§ Exercise
Pick out each line below containing the word "that", and copy those lines.

§ Stored data
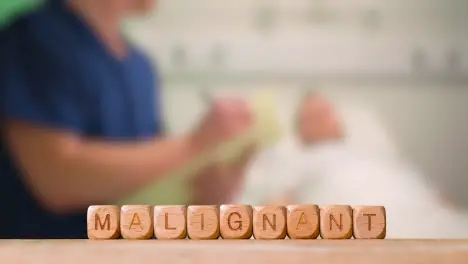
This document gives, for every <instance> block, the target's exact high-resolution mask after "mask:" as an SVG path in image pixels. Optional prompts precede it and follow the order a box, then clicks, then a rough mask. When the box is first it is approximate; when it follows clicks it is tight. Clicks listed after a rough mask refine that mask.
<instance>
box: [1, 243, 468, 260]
mask: <svg viewBox="0 0 468 264" xmlns="http://www.w3.org/2000/svg"><path fill="white" fill-rule="evenodd" d="M156 261H157V262H156ZM0 263H8V264H10V263H11V264H23V263H44V264H67V263H80V264H91V263H99V264H103V263H131V264H143V263H163V264H165V263H170V264H185V263H196V264H211V263H213V264H215V263H216V264H217V263H229V264H254V263H255V264H259V263H269V264H276V263H277V264H290V263H329V264H336V263H359V264H367V263H369V264H371V263H372V264H376V263H378V264H409V263H421V264H432V263H433V264H445V263H447V264H448V263H450V264H458V263H460V264H461V263H463V264H467V263H468V240H343V241H336V240H335V241H332V240H306V241H297V240H272V241H261V240H244V241H240V240H211V241H195V240H173V241H162V240H159V241H158V240H146V241H128V240H109V241H91V240H75V241H72V240H49V241H20V240H9V241H8V240H0Z"/></svg>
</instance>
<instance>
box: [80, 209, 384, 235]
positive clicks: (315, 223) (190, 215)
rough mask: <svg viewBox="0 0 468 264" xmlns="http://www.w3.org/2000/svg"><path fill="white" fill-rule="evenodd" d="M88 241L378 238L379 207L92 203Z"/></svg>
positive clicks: (383, 231)
mask: <svg viewBox="0 0 468 264" xmlns="http://www.w3.org/2000/svg"><path fill="white" fill-rule="evenodd" d="M87 221H88V237H89V238H90V239H118V238H120V237H122V238H124V239H152V238H157V239H185V238H187V237H188V238H190V239H218V238H220V237H221V238H223V239H249V238H251V237H252V236H253V237H254V238H255V239H284V238H286V236H288V237H289V238H291V239H316V238H318V237H319V236H320V237H321V238H323V239H350V238H352V237H354V238H356V239H383V238H385V234H386V212H385V208H384V207H383V206H359V207H354V208H352V207H351V206H349V205H336V206H325V207H321V208H319V207H318V206H317V205H289V206H273V205H270V206H253V207H252V206H249V205H221V206H214V205H208V206H195V205H192V206H183V205H173V206H154V207H153V206H148V205H125V206H122V207H118V206H113V205H102V206H101V205H95V206H90V207H89V209H88V220H87Z"/></svg>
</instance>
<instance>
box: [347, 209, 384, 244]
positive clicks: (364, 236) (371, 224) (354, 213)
mask: <svg viewBox="0 0 468 264" xmlns="http://www.w3.org/2000/svg"><path fill="white" fill-rule="evenodd" d="M386 226H387V223H386V213H385V207H383V206H359V207H355V208H354V209H353V228H354V232H353V233H354V238H357V239H365V238H371V239H383V238H385V235H386Z"/></svg>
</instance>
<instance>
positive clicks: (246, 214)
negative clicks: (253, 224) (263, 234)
mask: <svg viewBox="0 0 468 264" xmlns="http://www.w3.org/2000/svg"><path fill="white" fill-rule="evenodd" d="M219 215H220V219H219V222H220V232H221V237H222V238H223V239H248V238H250V237H251V236H252V232H253V223H252V207H251V206H250V205H226V204H225V205H221V207H220V214H219Z"/></svg>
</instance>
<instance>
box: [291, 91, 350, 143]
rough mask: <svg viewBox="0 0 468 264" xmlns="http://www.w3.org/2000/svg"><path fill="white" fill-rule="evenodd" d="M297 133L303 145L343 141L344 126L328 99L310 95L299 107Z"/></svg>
mask: <svg viewBox="0 0 468 264" xmlns="http://www.w3.org/2000/svg"><path fill="white" fill-rule="evenodd" d="M297 132H298V136H299V138H300V140H301V142H302V143H304V144H312V143H317V142H323V141H330V140H338V139H341V138H342V137H343V126H342V124H341V120H340V118H339V116H338V113H337V112H336V110H335V109H334V107H333V105H332V104H331V103H330V102H329V101H328V100H327V98H325V97H324V96H323V95H320V94H316V93H310V94H307V95H306V97H304V100H303V101H302V104H301V105H300V106H299V111H298V115H297Z"/></svg>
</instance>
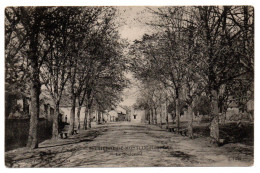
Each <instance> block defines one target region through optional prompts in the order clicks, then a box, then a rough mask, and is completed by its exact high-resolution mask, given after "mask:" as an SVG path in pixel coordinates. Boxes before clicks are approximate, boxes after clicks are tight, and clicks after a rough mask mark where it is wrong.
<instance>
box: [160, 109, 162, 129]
mask: <svg viewBox="0 0 260 173" xmlns="http://www.w3.org/2000/svg"><path fill="white" fill-rule="evenodd" d="M160 127H161V128H162V106H160Z"/></svg>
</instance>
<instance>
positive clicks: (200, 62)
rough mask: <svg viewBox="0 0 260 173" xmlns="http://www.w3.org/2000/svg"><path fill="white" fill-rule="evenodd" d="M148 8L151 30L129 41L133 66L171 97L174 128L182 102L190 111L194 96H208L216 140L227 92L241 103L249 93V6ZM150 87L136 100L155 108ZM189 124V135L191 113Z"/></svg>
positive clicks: (250, 72) (250, 78)
mask: <svg viewBox="0 0 260 173" xmlns="http://www.w3.org/2000/svg"><path fill="white" fill-rule="evenodd" d="M147 10H148V11H149V12H150V13H151V14H152V15H153V19H152V20H151V21H147V22H146V24H147V25H148V26H150V27H152V28H153V31H154V32H153V34H150V35H148V34H145V35H144V36H143V38H142V39H141V40H136V41H135V43H134V44H133V45H132V48H131V54H132V63H131V68H132V71H133V72H134V74H135V76H136V77H137V78H138V79H140V80H141V81H143V85H144V86H145V87H144V88H147V87H153V88H154V87H155V86H153V85H155V83H159V84H156V86H157V85H158V86H160V88H161V87H164V90H165V93H166V94H165V100H167V99H168V100H169V102H168V103H170V100H172V101H173V103H174V108H175V116H176V118H177V127H178V130H179V127H180V107H181V105H182V104H183V103H182V102H184V104H186V105H187V107H188V108H187V110H188V113H189V115H192V114H193V112H194V110H195V108H196V104H198V100H200V99H201V98H202V97H203V100H204V101H205V100H207V99H208V100H209V102H210V112H209V114H210V115H211V117H212V122H211V132H210V135H211V137H213V138H214V139H216V140H217V141H219V113H223V112H225V111H226V109H227V106H225V103H227V102H226V100H227V98H228V96H233V97H235V98H236V101H237V102H239V105H240V106H242V105H244V106H245V105H246V102H247V101H248V93H251V98H252V96H253V82H254V80H253V78H254V9H253V7H249V6H232V7H230V6H223V7H219V6H211V7H208V6H197V7H162V8H158V9H156V10H154V9H153V8H150V9H147ZM149 82H150V83H149ZM151 82H152V83H151ZM150 90H153V91H147V90H146V92H142V95H143V96H144V97H143V99H142V100H140V101H139V102H140V103H142V104H140V105H143V106H144V105H145V106H146V107H149V108H152V107H153V108H156V101H155V100H154V97H155V95H156V93H155V92H154V89H150ZM157 90H158V87H157ZM157 92H158V91H157ZM147 93H149V94H147ZM162 94H163V93H162ZM159 95H160V94H159ZM156 98H157V100H160V99H161V98H160V97H156ZM144 103H146V104H144ZM166 103H167V102H166ZM152 104H153V106H151V105H152ZM150 110H152V109H150ZM153 110H154V111H155V110H156V109H153ZM151 115H153V113H151ZM150 121H151V119H150ZM188 130H189V135H190V136H191V137H192V136H193V132H192V116H191V119H190V122H189V125H188Z"/></svg>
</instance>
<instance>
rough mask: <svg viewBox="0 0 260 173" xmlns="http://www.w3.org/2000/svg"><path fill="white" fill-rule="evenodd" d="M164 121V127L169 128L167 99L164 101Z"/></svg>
mask: <svg viewBox="0 0 260 173" xmlns="http://www.w3.org/2000/svg"><path fill="white" fill-rule="evenodd" d="M165 121H166V129H169V116H168V110H167V101H166V102H165Z"/></svg>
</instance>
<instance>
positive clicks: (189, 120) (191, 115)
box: [188, 104, 193, 139]
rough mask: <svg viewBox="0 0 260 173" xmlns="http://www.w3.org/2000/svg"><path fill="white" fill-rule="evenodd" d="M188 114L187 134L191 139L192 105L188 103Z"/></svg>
mask: <svg viewBox="0 0 260 173" xmlns="http://www.w3.org/2000/svg"><path fill="white" fill-rule="evenodd" d="M188 115H189V123H188V135H189V137H190V138H191V139H193V107H192V104H189V105H188Z"/></svg>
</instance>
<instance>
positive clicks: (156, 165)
mask: <svg viewBox="0 0 260 173" xmlns="http://www.w3.org/2000/svg"><path fill="white" fill-rule="evenodd" d="M226 151H227V148H223V147H214V146H212V145H211V144H210V143H209V142H208V141H207V140H206V139H205V140H204V139H200V138H197V139H194V140H191V139H189V138H187V137H183V136H180V135H176V134H173V133H170V132H167V131H166V130H165V129H160V128H159V127H157V126H154V125H144V124H132V123H129V122H122V123H111V124H106V125H100V126H97V127H94V128H93V129H91V130H87V131H82V132H81V133H80V134H78V135H75V136H72V137H70V138H69V139H65V140H59V141H55V142H53V141H45V142H43V143H41V144H40V148H39V149H36V150H26V149H25V148H21V149H17V150H13V151H10V152H6V165H7V166H8V167H152V166H250V165H252V164H253V161H252V160H253V159H252V157H249V158H247V157H246V156H244V157H243V156H241V157H242V159H240V158H239V157H237V156H236V157H233V155H234V154H233V155H232V152H229V153H227V152H226ZM230 153H231V154H230ZM237 158H239V159H237ZM243 158H246V159H244V160H243Z"/></svg>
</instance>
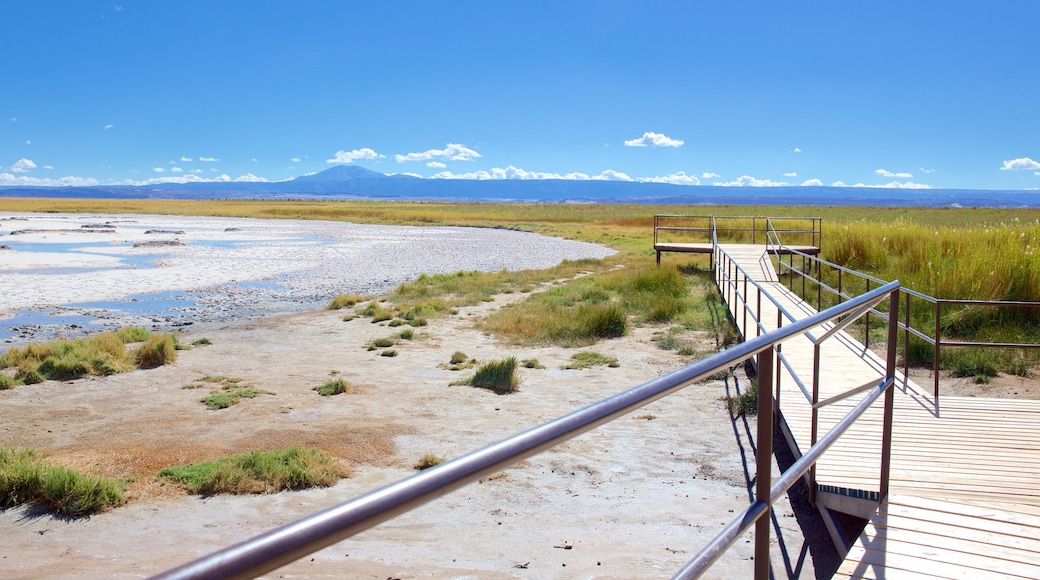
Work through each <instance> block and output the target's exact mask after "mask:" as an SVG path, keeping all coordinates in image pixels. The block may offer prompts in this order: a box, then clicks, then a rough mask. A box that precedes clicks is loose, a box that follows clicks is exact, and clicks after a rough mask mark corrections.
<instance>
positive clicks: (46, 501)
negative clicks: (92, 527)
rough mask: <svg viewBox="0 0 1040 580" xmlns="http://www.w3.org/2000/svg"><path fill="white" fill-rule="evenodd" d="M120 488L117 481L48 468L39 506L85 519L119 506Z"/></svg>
mask: <svg viewBox="0 0 1040 580" xmlns="http://www.w3.org/2000/svg"><path fill="white" fill-rule="evenodd" d="M124 487H125V484H124V482H123V481H122V480H119V479H114V478H111V477H100V476H97V475H84V474H81V473H78V472H75V471H72V470H69V469H66V468H60V467H52V468H48V469H47V470H45V471H44V476H43V481H42V495H43V503H44V504H45V505H47V506H48V508H50V509H52V510H54V511H57V512H58V513H64V515H68V516H73V517H79V516H87V515H89V513H96V512H98V511H104V510H106V509H108V508H110V507H112V506H115V505H122V504H123V503H124V502H125V500H124V498H123V491H124Z"/></svg>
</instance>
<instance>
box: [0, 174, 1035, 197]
mask: <svg viewBox="0 0 1040 580" xmlns="http://www.w3.org/2000/svg"><path fill="white" fill-rule="evenodd" d="M0 197H115V199H150V197H154V199H184V200H208V199H226V197H230V199H307V200H313V199H326V200H402V201H404V200H413V201H468V202H541V203H610V204H675V205H686V204H695V205H696V204H702V205H703V204H736V205H753V204H768V205H814V206H836V205H837V206H840V205H870V206H936V207H938V206H964V207H1040V191H1021V190H982V189H893V188H881V187H831V186H811V187H803V186H784V187H723V186H714V185H672V184H666V183H640V182H631V181H593V180H589V181H576V180H463V179H422V178H417V177H413V176H402V175H389V176H388V175H385V174H381V173H379V172H373V170H371V169H366V168H364V167H359V166H355V165H338V166H335V167H332V168H330V169H326V170H324V172H321V173H319V174H314V175H309V176H301V177H297V178H296V179H292V180H289V181H279V182H203V183H163V184H157V185H135V186H130V185H104V186H93V187H25V186H21V187H20V186H11V187H0Z"/></svg>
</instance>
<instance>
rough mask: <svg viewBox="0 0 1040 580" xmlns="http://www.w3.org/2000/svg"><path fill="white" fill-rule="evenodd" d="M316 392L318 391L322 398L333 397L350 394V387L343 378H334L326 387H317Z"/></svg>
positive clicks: (315, 389)
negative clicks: (326, 397)
mask: <svg viewBox="0 0 1040 580" xmlns="http://www.w3.org/2000/svg"><path fill="white" fill-rule="evenodd" d="M314 390H315V391H317V392H318V394H319V395H321V396H322V397H331V396H332V395H339V394H342V393H349V392H350V385H349V384H348V383H347V381H345V380H343V379H342V378H334V379H332V380H330V381H328V383H326V384H324V385H319V386H317V387H315V388H314Z"/></svg>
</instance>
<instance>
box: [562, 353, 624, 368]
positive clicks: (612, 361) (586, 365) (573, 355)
mask: <svg viewBox="0 0 1040 580" xmlns="http://www.w3.org/2000/svg"><path fill="white" fill-rule="evenodd" d="M571 360H572V361H574V362H573V363H571V364H570V365H567V366H564V367H563V368H564V369H574V370H577V369H588V368H591V367H595V366H597V365H606V366H608V367H613V368H617V367H619V366H621V365H619V364H618V359H616V358H615V357H607V355H605V354H600V353H599V352H593V351H591V350H583V351H581V352H575V353H574V354H572V355H571Z"/></svg>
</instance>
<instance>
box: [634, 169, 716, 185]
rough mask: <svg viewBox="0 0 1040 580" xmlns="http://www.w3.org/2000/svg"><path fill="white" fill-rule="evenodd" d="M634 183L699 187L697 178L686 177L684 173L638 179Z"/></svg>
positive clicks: (685, 174) (684, 173) (686, 176)
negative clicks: (661, 183)
mask: <svg viewBox="0 0 1040 580" xmlns="http://www.w3.org/2000/svg"><path fill="white" fill-rule="evenodd" d="M635 181H640V182H643V183H671V184H673V185H700V184H701V180H699V179H697V176H687V175H686V173H685V172H676V173H674V174H672V175H670V176H664V177H653V178H639V179H638V180H635Z"/></svg>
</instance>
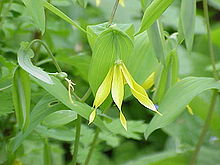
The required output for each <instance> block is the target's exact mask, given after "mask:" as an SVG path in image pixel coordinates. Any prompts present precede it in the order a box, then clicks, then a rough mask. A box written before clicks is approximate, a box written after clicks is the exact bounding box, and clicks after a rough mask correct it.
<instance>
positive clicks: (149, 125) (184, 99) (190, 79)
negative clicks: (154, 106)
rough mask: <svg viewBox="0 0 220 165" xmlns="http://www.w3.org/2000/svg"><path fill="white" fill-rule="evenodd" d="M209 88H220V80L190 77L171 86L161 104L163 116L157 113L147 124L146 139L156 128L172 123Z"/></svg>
mask: <svg viewBox="0 0 220 165" xmlns="http://www.w3.org/2000/svg"><path fill="white" fill-rule="evenodd" d="M208 89H220V82H218V81H215V80H214V79H213V78H204V77H201V78H199V77H188V78H185V79H183V80H181V81H179V82H178V83H176V84H175V85H174V86H173V87H172V88H170V89H169V90H168V91H167V93H166V95H165V96H164V99H163V100H162V101H161V103H160V104H159V109H158V111H160V112H161V113H162V114H163V116H159V115H155V116H154V117H153V119H152V120H151V122H150V124H149V125H148V126H147V129H146V131H145V139H147V138H148V136H149V135H150V134H151V133H152V132H153V131H154V130H156V129H159V128H162V127H165V126H167V125H169V124H170V123H172V122H173V121H174V120H176V118H177V117H178V116H179V115H180V114H181V113H182V112H183V110H184V108H185V107H186V105H187V104H189V102H190V101H191V100H192V99H193V98H194V97H195V96H197V95H198V94H200V93H201V92H203V91H205V90H208Z"/></svg>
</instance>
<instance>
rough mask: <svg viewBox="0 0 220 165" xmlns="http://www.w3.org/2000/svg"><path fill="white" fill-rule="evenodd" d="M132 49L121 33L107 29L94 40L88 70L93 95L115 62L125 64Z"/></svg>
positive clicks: (128, 37)
mask: <svg viewBox="0 0 220 165" xmlns="http://www.w3.org/2000/svg"><path fill="white" fill-rule="evenodd" d="M132 49H133V42H132V40H131V39H130V37H129V36H128V35H127V34H125V33H124V32H122V31H119V30H116V29H113V28H109V29H108V30H106V31H104V32H102V33H101V34H100V35H99V36H98V38H97V39H96V42H95V45H94V48H93V55H92V61H91V64H90V69H89V84H90V86H91V89H92V91H93V93H94V94H95V93H96V91H97V89H98V87H99V86H100V84H101V83H102V81H103V80H104V78H105V76H106V75H107V73H108V71H109V69H110V68H111V66H112V65H113V64H114V62H115V61H116V60H119V59H120V60H122V61H123V62H124V63H125V64H126V63H127V61H128V59H129V56H130V54H131V52H132Z"/></svg>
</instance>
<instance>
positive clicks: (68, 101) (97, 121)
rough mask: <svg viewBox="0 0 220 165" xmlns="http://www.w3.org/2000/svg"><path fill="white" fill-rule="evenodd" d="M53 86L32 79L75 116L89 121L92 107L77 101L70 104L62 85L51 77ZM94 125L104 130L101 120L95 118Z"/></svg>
mask: <svg viewBox="0 0 220 165" xmlns="http://www.w3.org/2000/svg"><path fill="white" fill-rule="evenodd" d="M51 78H52V80H53V82H54V84H53V85H49V84H47V83H45V82H43V81H40V80H38V79H35V78H33V80H34V81H35V82H36V83H37V84H38V85H40V86H41V87H43V88H44V89H45V90H46V91H47V92H49V93H50V94H51V95H52V96H54V97H55V98H57V99H58V100H59V101H61V102H62V103H63V104H64V105H66V106H67V107H69V108H70V109H72V110H73V111H75V112H76V113H77V114H79V115H80V116H82V117H83V118H85V119H86V120H88V119H89V115H90V113H91V112H92V107H90V106H88V105H87V104H85V103H80V102H78V101H75V100H74V103H72V102H71V100H70V99H69V94H68V91H67V90H66V88H65V87H64V86H63V84H62V83H61V82H60V80H58V79H57V78H55V77H51ZM94 124H95V125H97V126H98V127H100V128H101V129H106V127H105V125H104V123H103V122H102V120H101V119H100V118H99V117H98V116H96V118H95V120H94Z"/></svg>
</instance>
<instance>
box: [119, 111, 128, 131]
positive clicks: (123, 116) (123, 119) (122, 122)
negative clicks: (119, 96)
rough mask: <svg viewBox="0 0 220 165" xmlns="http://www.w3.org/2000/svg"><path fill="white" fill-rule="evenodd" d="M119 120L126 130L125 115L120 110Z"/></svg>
mask: <svg viewBox="0 0 220 165" xmlns="http://www.w3.org/2000/svg"><path fill="white" fill-rule="evenodd" d="M120 121H121V124H122V126H123V127H124V129H125V130H126V131H127V121H126V119H125V116H124V115H123V113H122V111H120Z"/></svg>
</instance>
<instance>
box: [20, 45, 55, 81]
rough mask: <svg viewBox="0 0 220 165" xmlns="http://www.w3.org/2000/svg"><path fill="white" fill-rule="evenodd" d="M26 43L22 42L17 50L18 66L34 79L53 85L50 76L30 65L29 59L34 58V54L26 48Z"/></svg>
mask: <svg viewBox="0 0 220 165" xmlns="http://www.w3.org/2000/svg"><path fill="white" fill-rule="evenodd" d="M28 45H29V43H28V42H22V43H21V46H20V48H19V50H18V53H17V54H18V64H19V65H20V66H21V68H22V69H24V70H25V71H26V72H28V73H30V74H31V75H33V76H34V77H36V78H38V79H40V80H42V81H44V82H46V83H48V84H53V81H52V80H51V78H50V76H49V75H48V73H47V72H45V71H43V70H42V69H41V68H39V67H36V66H34V65H33V64H32V62H31V58H33V57H34V52H33V50H32V49H31V48H29V47H28Z"/></svg>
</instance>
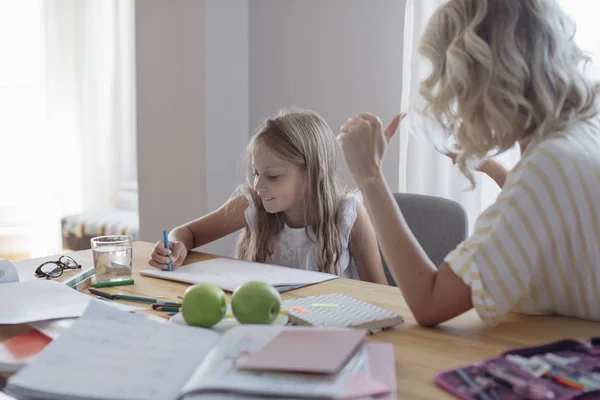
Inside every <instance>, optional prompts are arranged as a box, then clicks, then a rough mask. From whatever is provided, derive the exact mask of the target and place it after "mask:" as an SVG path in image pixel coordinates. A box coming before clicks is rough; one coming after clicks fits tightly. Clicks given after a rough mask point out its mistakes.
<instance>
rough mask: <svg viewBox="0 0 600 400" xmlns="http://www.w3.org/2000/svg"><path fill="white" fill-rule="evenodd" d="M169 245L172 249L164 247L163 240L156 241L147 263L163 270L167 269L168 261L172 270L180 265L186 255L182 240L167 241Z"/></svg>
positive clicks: (179, 266) (184, 247) (185, 256)
mask: <svg viewBox="0 0 600 400" xmlns="http://www.w3.org/2000/svg"><path fill="white" fill-rule="evenodd" d="M169 247H170V248H171V249H172V250H170V249H165V243H164V242H163V241H160V242H158V243H156V246H154V250H153V251H152V255H151V256H150V260H149V261H148V264H150V265H151V266H153V267H154V268H158V269H162V270H163V271H165V270H167V269H168V267H167V264H168V263H171V267H172V270H173V271H174V270H176V269H177V268H179V267H181V266H182V265H183V261H184V260H185V257H187V248H186V247H185V245H184V244H183V242H169Z"/></svg>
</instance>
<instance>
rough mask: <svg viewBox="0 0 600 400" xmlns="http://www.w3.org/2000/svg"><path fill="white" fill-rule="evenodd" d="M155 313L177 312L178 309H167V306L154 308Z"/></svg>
mask: <svg viewBox="0 0 600 400" xmlns="http://www.w3.org/2000/svg"><path fill="white" fill-rule="evenodd" d="M154 310H155V311H165V312H179V307H167V306H162V307H156V308H154Z"/></svg>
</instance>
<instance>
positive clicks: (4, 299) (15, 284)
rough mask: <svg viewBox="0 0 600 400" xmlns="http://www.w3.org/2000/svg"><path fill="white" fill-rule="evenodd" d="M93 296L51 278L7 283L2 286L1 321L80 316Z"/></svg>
mask: <svg viewBox="0 0 600 400" xmlns="http://www.w3.org/2000/svg"><path fill="white" fill-rule="evenodd" d="M91 300H92V298H91V297H90V296H86V295H85V294H83V293H79V292H78V291H76V290H74V289H71V288H69V287H67V286H65V285H63V284H61V283H58V282H54V281H51V280H46V279H44V280H35V281H25V282H14V283H4V284H2V285H1V286H0V304H4V307H0V324H21V323H27V322H33V321H41V320H47V319H56V318H69V317H79V316H80V315H81V314H83V312H84V310H85V308H86V307H87V306H88V304H89V303H90V301H91Z"/></svg>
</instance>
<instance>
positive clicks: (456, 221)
mask: <svg viewBox="0 0 600 400" xmlns="http://www.w3.org/2000/svg"><path fill="white" fill-rule="evenodd" d="M394 198H395V199H396V203H398V207H400V210H401V211H402V215H404V219H405V220H406V223H407V224H408V227H409V228H410V230H411V231H412V233H413V234H414V235H415V238H416V239H417V241H418V242H419V243H420V244H421V246H423V249H424V250H425V253H426V254H427V255H428V256H429V258H430V259H431V261H433V263H434V264H435V265H436V266H439V265H440V264H441V263H442V262H443V261H444V257H446V255H447V254H448V253H449V252H450V251H452V250H453V249H455V248H456V246H457V245H458V244H460V243H461V242H463V241H464V240H465V239H466V238H467V235H468V230H469V223H468V219H467V213H466V211H465V209H464V208H463V206H461V205H460V204H459V203H457V202H455V201H453V200H448V199H444V198H442V197H435V196H425V195H420V194H410V193H394ZM382 259H383V255H382ZM383 268H384V270H385V275H386V277H387V280H388V282H389V284H390V285H393V286H395V285H396V283H395V282H394V279H393V278H392V275H391V274H390V272H389V270H388V268H387V265H386V264H385V261H383Z"/></svg>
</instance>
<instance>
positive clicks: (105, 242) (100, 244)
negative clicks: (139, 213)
mask: <svg viewBox="0 0 600 400" xmlns="http://www.w3.org/2000/svg"><path fill="white" fill-rule="evenodd" d="M91 242H92V253H93V255H94V269H95V273H96V282H98V283H104V282H119V281H124V280H128V279H131V263H132V256H133V238H132V237H131V236H124V235H110V236H98V237H95V238H92V239H91Z"/></svg>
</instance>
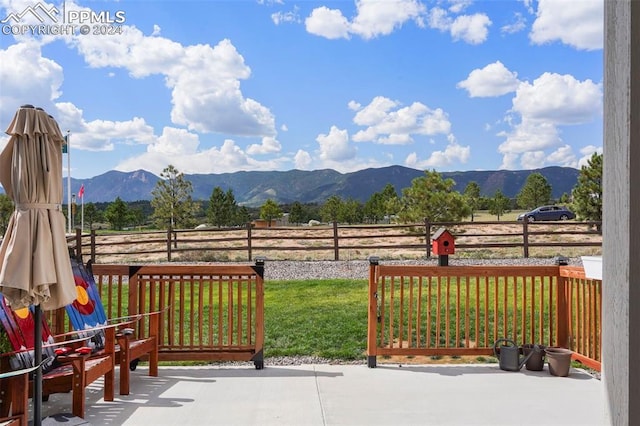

§ Result of the exercise
This document gives, for every <instance> block, the target's exact high-resolution mask after "mask:" as an SVG path in image pixels. Optional prompts precede it and follow the order a box, then clicks, then a rough mask. When the box is first it is approximate; when it follows clicks it is tight. Clicks listed after a rough mask refine that mask.
Work through each <instance> block and output the target's exact mask after "mask:" as an SVG path, keeping all coordinates in image pixels. The block may offer prompts in this order: a box, then clicks, then a rough mask. A box that precedes clicks is loose, a box that follows clicks is exact, and clicks after a rough mask mark corrections.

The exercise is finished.